--- start of Items ---

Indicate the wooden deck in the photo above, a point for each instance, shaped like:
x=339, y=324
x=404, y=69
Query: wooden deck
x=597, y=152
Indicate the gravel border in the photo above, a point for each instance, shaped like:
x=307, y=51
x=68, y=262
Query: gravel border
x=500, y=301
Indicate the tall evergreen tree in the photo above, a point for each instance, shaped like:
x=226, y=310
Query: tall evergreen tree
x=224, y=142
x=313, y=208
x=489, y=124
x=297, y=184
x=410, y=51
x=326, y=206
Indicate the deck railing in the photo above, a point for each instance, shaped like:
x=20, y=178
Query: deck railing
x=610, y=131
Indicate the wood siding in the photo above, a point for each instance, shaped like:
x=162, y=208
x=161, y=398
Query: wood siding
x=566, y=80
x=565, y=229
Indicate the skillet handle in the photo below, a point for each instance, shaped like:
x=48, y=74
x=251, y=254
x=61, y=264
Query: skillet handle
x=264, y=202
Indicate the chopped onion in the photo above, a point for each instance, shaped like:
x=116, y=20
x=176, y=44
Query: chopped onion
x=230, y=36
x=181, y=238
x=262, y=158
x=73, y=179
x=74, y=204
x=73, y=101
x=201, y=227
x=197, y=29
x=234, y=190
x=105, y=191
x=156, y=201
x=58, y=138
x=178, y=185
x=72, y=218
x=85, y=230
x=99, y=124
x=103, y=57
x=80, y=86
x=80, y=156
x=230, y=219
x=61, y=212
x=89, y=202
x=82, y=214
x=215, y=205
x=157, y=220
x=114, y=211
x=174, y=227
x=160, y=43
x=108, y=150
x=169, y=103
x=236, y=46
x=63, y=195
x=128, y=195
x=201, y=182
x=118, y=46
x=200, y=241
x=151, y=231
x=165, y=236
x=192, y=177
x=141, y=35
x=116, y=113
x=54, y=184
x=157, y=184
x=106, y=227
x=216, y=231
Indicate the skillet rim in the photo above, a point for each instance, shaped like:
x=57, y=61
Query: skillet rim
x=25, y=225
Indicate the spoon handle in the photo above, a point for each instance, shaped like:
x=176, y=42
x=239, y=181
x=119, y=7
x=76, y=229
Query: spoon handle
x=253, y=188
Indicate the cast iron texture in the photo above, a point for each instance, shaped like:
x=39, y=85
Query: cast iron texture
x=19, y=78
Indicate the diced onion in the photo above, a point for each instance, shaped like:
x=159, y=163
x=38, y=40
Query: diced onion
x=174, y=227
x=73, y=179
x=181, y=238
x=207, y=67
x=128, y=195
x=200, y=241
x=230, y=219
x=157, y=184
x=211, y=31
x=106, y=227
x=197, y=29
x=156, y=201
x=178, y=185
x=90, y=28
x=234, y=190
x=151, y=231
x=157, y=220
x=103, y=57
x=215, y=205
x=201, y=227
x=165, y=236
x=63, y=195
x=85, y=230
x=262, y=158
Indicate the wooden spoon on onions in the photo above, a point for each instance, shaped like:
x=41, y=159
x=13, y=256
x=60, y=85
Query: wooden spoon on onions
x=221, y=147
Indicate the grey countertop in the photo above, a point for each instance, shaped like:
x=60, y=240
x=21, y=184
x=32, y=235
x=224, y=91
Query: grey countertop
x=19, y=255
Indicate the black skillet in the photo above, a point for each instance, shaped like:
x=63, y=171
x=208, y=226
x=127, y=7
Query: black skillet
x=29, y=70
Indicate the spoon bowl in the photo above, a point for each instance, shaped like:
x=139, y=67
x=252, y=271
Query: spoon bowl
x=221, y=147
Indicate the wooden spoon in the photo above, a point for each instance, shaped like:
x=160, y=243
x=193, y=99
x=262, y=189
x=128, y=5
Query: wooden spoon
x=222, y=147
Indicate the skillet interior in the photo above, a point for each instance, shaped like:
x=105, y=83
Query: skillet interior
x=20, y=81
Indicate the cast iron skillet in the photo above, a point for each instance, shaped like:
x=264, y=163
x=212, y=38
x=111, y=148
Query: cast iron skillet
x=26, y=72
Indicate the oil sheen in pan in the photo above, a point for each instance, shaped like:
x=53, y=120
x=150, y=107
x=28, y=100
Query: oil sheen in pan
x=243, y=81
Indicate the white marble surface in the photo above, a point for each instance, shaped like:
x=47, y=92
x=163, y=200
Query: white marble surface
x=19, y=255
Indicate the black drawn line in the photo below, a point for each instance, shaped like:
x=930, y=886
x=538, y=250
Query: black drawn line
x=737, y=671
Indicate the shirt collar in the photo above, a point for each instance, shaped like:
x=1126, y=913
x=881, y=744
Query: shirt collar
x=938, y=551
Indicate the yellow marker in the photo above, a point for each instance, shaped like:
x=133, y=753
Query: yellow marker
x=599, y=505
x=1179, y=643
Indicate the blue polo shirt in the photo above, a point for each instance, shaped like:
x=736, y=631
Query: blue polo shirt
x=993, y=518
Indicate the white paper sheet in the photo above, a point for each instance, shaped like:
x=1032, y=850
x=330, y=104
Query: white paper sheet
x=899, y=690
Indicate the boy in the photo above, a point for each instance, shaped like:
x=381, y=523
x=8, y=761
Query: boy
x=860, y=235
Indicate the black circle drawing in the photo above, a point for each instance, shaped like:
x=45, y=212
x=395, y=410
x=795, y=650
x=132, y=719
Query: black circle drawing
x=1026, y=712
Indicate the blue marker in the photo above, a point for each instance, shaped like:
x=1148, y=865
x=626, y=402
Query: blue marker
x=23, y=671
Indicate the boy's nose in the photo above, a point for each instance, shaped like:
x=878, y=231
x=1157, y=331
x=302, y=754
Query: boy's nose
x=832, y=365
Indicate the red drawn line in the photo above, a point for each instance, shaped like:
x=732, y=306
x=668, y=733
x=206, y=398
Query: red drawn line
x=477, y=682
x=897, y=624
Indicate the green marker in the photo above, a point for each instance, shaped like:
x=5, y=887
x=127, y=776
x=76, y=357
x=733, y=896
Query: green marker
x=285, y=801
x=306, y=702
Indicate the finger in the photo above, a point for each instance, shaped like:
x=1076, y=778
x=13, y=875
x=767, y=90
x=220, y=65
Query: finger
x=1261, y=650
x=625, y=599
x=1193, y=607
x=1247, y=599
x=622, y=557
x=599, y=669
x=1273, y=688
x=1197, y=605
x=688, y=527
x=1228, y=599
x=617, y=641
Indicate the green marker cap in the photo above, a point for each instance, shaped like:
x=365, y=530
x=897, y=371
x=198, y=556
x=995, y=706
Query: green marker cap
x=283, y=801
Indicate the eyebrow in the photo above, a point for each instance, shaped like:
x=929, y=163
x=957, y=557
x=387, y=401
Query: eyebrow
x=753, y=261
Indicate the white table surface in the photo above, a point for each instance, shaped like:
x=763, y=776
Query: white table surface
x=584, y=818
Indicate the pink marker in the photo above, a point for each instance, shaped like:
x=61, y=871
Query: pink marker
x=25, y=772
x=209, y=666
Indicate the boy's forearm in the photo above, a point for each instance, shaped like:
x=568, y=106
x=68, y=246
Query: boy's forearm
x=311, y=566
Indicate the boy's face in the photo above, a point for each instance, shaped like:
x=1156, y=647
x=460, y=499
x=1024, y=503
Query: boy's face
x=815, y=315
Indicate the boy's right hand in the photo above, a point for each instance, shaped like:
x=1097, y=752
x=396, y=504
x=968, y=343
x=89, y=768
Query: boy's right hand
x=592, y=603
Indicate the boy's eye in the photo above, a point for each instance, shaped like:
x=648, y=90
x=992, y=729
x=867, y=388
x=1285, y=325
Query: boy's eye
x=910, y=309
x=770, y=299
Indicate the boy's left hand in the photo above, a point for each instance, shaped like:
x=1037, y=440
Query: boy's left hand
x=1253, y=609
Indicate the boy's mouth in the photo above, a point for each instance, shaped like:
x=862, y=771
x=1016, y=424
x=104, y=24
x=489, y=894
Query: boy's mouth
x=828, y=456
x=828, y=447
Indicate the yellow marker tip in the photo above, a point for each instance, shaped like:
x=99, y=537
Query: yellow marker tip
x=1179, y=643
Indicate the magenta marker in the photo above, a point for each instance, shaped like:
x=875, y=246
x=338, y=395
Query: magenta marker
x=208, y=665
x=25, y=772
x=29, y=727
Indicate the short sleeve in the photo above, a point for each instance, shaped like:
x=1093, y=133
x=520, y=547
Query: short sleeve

--- end of Items ---

**The task:**
From the listing above, reproduce without any change the stretch from the line containing "Indicate the white paper" through the line containing "x=899, y=690", including both of those lines.

**Output below:**
Indicate the white paper sheet in the photo above, a point for each instance, shaped like:
x=1032, y=850
x=330, y=104
Query: white paper sheet
x=899, y=690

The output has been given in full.